- [Problem to solve]: List every line in the records below that contains the string "building".

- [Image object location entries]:

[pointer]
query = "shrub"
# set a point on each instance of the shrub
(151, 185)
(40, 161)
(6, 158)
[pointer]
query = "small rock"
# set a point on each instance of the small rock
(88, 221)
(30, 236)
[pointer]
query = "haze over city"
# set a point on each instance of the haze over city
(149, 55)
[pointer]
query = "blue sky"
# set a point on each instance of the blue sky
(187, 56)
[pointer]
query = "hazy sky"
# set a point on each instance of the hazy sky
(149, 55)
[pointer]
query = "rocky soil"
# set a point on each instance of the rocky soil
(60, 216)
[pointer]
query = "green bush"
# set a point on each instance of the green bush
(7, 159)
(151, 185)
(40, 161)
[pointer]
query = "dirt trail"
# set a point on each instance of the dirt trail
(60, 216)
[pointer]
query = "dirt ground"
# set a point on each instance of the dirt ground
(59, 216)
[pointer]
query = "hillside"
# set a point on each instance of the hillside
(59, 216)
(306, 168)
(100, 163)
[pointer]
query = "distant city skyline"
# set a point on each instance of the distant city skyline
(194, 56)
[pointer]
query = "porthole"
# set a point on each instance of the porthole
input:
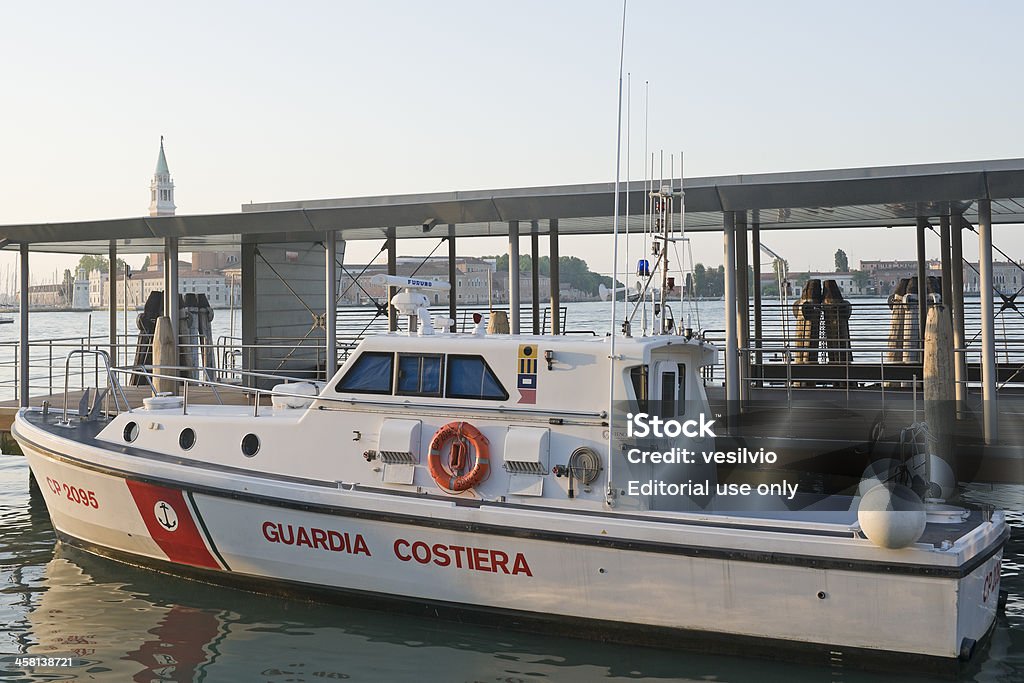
(131, 431)
(186, 438)
(250, 445)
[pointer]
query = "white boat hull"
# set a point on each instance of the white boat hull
(572, 569)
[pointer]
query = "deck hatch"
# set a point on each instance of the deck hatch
(526, 451)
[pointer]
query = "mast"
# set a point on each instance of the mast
(609, 492)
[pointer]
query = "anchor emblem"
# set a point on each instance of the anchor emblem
(165, 515)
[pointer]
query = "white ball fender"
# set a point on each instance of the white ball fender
(892, 516)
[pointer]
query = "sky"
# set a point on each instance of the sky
(264, 101)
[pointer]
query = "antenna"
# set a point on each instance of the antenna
(614, 265)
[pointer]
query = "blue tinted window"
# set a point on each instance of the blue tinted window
(469, 377)
(420, 375)
(370, 374)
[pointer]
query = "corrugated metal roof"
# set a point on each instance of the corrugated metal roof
(843, 198)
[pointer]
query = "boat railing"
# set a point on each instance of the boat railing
(882, 368)
(112, 382)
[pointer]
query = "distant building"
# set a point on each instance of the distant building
(48, 296)
(142, 284)
(1008, 276)
(162, 204)
(846, 281)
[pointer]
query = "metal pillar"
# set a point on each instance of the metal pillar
(922, 279)
(248, 305)
(453, 281)
(987, 321)
(956, 304)
(514, 276)
(556, 317)
(331, 302)
(946, 267)
(23, 349)
(392, 267)
(171, 294)
(731, 356)
(743, 303)
(756, 256)
(535, 273)
(113, 300)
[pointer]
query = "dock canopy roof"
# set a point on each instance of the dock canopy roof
(845, 198)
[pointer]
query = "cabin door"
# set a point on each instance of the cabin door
(669, 388)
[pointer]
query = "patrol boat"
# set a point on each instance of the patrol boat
(500, 477)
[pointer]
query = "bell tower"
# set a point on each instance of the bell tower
(162, 187)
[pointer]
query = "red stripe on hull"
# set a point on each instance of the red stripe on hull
(170, 523)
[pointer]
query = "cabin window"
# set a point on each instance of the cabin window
(370, 374)
(638, 377)
(668, 395)
(470, 377)
(419, 375)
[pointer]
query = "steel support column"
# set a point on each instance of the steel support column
(731, 356)
(113, 300)
(946, 267)
(956, 305)
(453, 281)
(391, 245)
(743, 303)
(514, 276)
(556, 317)
(331, 302)
(171, 294)
(535, 273)
(987, 321)
(922, 280)
(756, 258)
(23, 349)
(248, 301)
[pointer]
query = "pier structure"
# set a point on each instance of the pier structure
(293, 253)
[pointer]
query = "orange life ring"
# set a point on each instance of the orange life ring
(456, 433)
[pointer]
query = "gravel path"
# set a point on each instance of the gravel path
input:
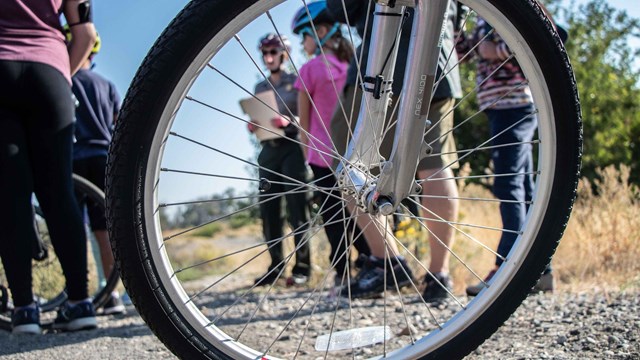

- [Result]:
query = "distant building"
# set a point on each instance of the distant building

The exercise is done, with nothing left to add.